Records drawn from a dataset
-------------------------

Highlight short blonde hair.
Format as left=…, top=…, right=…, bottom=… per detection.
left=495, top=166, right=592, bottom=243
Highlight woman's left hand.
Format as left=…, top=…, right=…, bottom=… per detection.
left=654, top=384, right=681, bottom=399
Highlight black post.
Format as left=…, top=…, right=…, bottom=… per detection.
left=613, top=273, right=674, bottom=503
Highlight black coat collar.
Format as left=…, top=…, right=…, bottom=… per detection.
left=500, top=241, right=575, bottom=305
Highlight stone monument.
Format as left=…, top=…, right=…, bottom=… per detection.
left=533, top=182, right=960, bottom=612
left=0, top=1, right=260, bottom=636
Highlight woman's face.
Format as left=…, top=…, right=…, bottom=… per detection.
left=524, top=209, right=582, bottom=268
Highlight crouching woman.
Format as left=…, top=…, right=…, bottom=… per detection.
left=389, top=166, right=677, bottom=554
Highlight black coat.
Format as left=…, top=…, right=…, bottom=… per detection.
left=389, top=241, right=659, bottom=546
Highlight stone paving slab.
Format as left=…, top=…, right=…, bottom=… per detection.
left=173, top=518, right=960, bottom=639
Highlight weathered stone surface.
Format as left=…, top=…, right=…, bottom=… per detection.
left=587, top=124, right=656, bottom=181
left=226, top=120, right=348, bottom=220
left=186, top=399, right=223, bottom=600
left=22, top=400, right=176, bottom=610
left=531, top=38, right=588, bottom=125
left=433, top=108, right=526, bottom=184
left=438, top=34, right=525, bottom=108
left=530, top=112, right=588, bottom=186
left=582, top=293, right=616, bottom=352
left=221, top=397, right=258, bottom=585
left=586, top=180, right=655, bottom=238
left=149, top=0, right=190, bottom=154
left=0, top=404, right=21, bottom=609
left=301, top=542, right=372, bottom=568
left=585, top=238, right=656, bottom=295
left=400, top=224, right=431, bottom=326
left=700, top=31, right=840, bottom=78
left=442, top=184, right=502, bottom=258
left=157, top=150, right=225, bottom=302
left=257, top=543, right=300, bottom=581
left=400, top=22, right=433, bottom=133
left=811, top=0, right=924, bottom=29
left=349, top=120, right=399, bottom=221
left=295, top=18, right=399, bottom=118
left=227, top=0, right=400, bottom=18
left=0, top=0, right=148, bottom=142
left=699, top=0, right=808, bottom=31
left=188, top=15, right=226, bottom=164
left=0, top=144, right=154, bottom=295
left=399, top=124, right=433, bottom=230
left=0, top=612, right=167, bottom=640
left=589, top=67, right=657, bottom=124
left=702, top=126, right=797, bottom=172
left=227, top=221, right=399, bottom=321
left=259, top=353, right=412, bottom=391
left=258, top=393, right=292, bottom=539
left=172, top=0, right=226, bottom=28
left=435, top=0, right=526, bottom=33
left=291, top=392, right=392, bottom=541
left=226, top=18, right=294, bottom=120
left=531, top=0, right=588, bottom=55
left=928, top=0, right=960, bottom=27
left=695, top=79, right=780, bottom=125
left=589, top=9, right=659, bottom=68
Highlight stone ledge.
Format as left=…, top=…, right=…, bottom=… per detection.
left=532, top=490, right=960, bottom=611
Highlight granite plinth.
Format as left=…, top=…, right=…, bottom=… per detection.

-------------------------

[Task brief] Which lines in the data above hold the word "woman"? Return each of them.

[Answer to the exercise]
Highlight woman's left hand.
Highlight woman's face.
Highlight crouching woman.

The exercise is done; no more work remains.